• _Problem to work on_
Update the listing below by replacing "bounding region" with "bounding box" throughout, with nothing else changed, and leave the pictures out of your answer.

• _Extracted material_
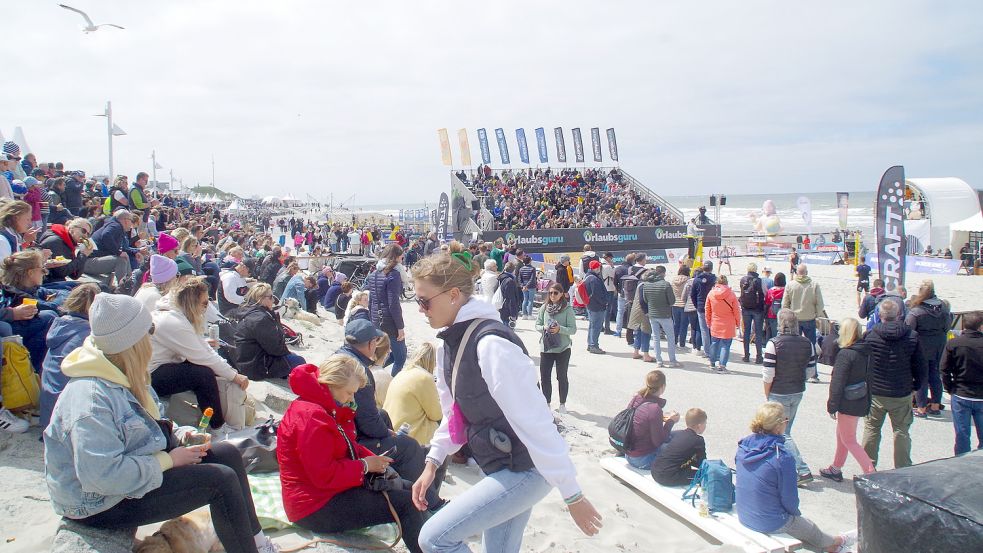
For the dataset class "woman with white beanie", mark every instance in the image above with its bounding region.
[44,294,278,553]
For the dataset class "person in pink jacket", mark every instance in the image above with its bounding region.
[706,275,741,373]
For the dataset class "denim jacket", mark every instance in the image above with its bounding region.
[44,337,171,519]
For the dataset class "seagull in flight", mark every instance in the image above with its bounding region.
[58,4,123,33]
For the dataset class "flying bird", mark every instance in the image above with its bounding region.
[58,4,123,33]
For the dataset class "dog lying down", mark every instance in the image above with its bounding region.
[283,298,321,326]
[133,509,222,553]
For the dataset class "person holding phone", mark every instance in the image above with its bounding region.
[276,354,423,553]
[44,294,279,553]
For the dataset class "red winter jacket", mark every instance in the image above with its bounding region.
[276,365,373,522]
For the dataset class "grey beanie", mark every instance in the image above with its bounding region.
[89,293,154,354]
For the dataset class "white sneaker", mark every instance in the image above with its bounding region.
[256,535,280,553]
[0,409,31,434]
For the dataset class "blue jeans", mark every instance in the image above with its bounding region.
[768,392,809,474]
[686,311,709,349]
[587,309,607,347]
[696,309,713,349]
[383,336,406,376]
[741,309,764,359]
[419,469,553,553]
[707,336,734,367]
[632,329,652,353]
[614,296,625,337]
[10,310,58,374]
[672,306,689,348]
[522,288,536,315]
[649,317,676,363]
[949,396,983,455]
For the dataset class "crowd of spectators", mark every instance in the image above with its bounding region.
[458,166,684,230]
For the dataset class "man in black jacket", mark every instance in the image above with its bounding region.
[940,311,983,455]
[863,301,928,468]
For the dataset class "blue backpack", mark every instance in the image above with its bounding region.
[683,459,735,513]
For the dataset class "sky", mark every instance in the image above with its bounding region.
[0,0,983,205]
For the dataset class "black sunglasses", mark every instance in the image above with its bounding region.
[416,290,450,311]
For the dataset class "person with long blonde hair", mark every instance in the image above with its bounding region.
[44,294,278,553]
[819,317,874,482]
[383,342,444,444]
[150,276,249,432]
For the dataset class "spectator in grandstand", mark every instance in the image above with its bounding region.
[234,282,306,380]
[40,284,99,430]
[735,402,853,553]
[365,244,406,376]
[0,249,58,373]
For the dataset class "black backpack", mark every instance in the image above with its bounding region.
[608,401,652,455]
[741,277,765,309]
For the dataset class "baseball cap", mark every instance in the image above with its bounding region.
[345,319,386,344]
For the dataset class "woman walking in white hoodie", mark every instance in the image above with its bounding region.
[150,277,249,433]
[413,253,601,553]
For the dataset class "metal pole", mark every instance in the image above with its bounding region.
[106,102,116,183]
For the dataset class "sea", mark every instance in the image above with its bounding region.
[359,191,875,243]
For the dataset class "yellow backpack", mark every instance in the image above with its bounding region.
[0,340,41,411]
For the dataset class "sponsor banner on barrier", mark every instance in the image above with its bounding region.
[481,225,720,252]
[495,127,509,165]
[590,127,604,163]
[867,253,962,275]
[515,129,529,163]
[570,127,584,163]
[536,127,550,163]
[608,129,618,161]
[874,165,908,290]
[553,127,567,163]
[478,129,491,165]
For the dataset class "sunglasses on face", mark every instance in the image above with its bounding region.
[416,290,450,311]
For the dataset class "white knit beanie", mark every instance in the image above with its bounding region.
[89,293,153,354]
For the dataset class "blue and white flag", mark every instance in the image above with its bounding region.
[495,127,509,165]
[515,129,529,163]
[590,127,604,162]
[553,127,567,163]
[570,127,584,163]
[608,128,618,161]
[536,127,550,163]
[478,129,491,165]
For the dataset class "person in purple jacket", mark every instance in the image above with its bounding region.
[625,370,679,470]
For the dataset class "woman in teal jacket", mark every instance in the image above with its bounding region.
[536,283,577,413]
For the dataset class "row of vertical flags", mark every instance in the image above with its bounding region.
[437,127,618,167]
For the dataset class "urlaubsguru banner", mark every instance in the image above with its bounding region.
[481,225,720,253]
[515,129,529,163]
[495,127,509,165]
[570,127,584,163]
[553,127,567,163]
[874,165,907,290]
[590,127,604,162]
[836,192,850,230]
[478,129,491,165]
[607,128,618,161]
[536,127,550,163]
[437,192,451,240]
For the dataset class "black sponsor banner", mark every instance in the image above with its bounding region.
[481,225,720,253]
[874,165,907,290]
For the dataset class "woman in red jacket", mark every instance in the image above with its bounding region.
[276,355,423,553]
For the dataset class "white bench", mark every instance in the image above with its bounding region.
[601,457,802,553]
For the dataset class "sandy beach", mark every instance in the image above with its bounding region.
[0,258,983,553]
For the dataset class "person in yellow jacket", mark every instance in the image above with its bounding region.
[383,342,443,445]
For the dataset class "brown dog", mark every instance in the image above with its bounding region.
[133,509,219,553]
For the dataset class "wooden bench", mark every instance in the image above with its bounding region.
[601,457,802,553]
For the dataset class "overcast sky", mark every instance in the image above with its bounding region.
[0,0,983,205]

• _The output_
For the dataset class "woman with white beanie", mark every instance in the image above with its bounding box.
[44,294,278,553]
For the dataset class "person in pink jacket", mark every instance in the image above with its bounding box.
[706,275,741,373]
For the dataset class "denim jacket", mark every instance in the image above with its bounding box.
[44,337,171,519]
For the dataset class "seagull in flight", mark every instance in the image above with its bounding box.
[58,4,123,33]
For the dataset class "flying bird", mark every instance in the image above with its bounding box.
[58,4,123,33]
For the dataset class "dog lying down", mark every instance in the image above with its bounding box.
[283,298,321,326]
[133,509,222,553]
For the dataset class "person holding phone", mark every instance in the image above with its bounding box.
[276,354,423,553]
[44,294,279,553]
For the dataset class "red winter jacket", mark every instance in the image above with its bounding box.
[276,365,373,522]
For the dataset class "grey beanie", mark every instance in the image above with its bounding box.
[89,293,154,354]
For the dataset class "white sneaker", mark every instance in the image above with its bounding box.
[256,535,280,553]
[0,409,31,434]
For the dataset class "blue jeans", mark every instance in the image above with its bounding box.
[768,392,809,474]
[686,311,709,349]
[587,309,607,347]
[696,309,713,349]
[383,336,406,376]
[741,309,764,359]
[419,469,553,553]
[707,336,734,367]
[632,329,652,353]
[614,296,625,337]
[10,310,58,374]
[672,306,689,348]
[522,288,536,315]
[649,317,676,363]
[949,396,983,455]
For the dataset class "crowd of spectators", mark every instance in the image above with its bounding box.
[458,166,684,230]
For the dataset class "man in black jacket", mark every instance in the image above with its bounding box.
[940,311,983,455]
[863,301,928,468]
For the dataset class "blue backpack", mark every instance in the image above with its bounding box.
[683,459,735,513]
For the dataset class "sky", mark every instance in the image above with its bounding box.
[0,0,983,205]
For the dataset class "black sunglasses", mark every instance in the image above with its bounding box.
[416,290,450,311]
For the dataset class "person with long blonde hair", mark every instance in the image above with its bounding box.
[44,294,278,553]
[819,317,874,482]
[383,342,444,444]
[150,276,249,432]
For the dataset class "spectator in grandstand", mark every instance in the image above with its bounding box.
[234,282,306,380]
[40,284,99,430]
[735,402,853,553]
[365,244,406,376]
[0,249,58,373]
For the dataset class "black backpack", mark every instance in the image above with its bounding box.
[608,401,652,455]
[741,277,765,309]
For the dataset class "baseball cap", mark every instance in the image above with its bounding box.
[345,319,386,344]
For the dataset class "woman walking in white hoodie", mark every instance in the image above with its bounding box.
[150,277,249,433]
[413,253,601,553]
For the dataset class "metal pole", mark every instance in the image above with its bounding box.
[106,102,116,183]
For the dataset class "sea", mark every instance in the image above with its bounding box.
[359,191,875,243]
For the dataset class "yellow backpack", mark every instance in the image above with its bounding box.
[0,340,41,411]
For the dataset class "sponsor banner on barrier", mark every instance in the image above with its bounding box.
[481,225,720,252]
[495,127,509,165]
[590,127,604,163]
[867,253,962,275]
[515,129,529,163]
[570,127,584,163]
[536,127,550,163]
[608,129,618,161]
[874,165,908,290]
[553,127,567,163]
[478,129,491,165]
For the dataset class "sunglasses on face", mark every instance in the image above with its bounding box.
[416,290,450,311]
For the dataset class "white knit beanie", mark every instance in the image above with its bounding box.
[89,293,153,354]
For the dataset class "blue and white flag", mark every instance in the image above with its bounding box.
[495,127,509,165]
[515,129,529,163]
[590,127,604,162]
[553,127,567,163]
[570,127,584,163]
[608,128,618,161]
[536,127,550,163]
[478,129,491,165]
For the dataset class "person in purple jacket", mark every instance in the image above with its bounding box.
[625,370,679,470]
For the dataset class "woman in teal jacket", mark every instance in the image above with its bounding box.
[536,283,577,413]
For the dataset class "row of vertical flags", mark every instance in the image above with its bounding box.
[437,127,618,167]
For the dataset class "urlaubsguru banner", mark every instance in the image above with its bounding box.
[481,225,720,253]
[515,129,529,163]
[495,127,509,165]
[570,127,584,163]
[553,127,567,163]
[874,165,907,290]
[590,127,604,162]
[836,192,850,230]
[478,129,491,165]
[607,128,618,161]
[536,127,550,163]
[437,192,451,240]
For the dataset class "black sponsor banner", mark every instance in the image above with its bounding box.
[481,225,720,253]
[874,165,907,290]
For the dataset class "woman in red jacket", mark every instance in the image above with its bounding box.
[276,355,423,553]
For the dataset class "white bench", mark every instance in the image above with its bounding box.
[601,457,802,553]
For the dataset class "sandy beach", mark every instance in the image above with its bounding box.
[0,258,983,553]
For the dataset class "person in yellow jacket", mark every instance in the image above with its bounding box.
[383,342,443,445]
For the dataset class "brown dog", mark every instance in the image above with its bounding box.
[133,509,219,553]
For the dataset class "wooden bench", mark every instance in the image above with its bounding box.
[601,457,802,553]
For the dataset class "overcast sky", mark every instance in the image above with its bounding box.
[0,0,983,205]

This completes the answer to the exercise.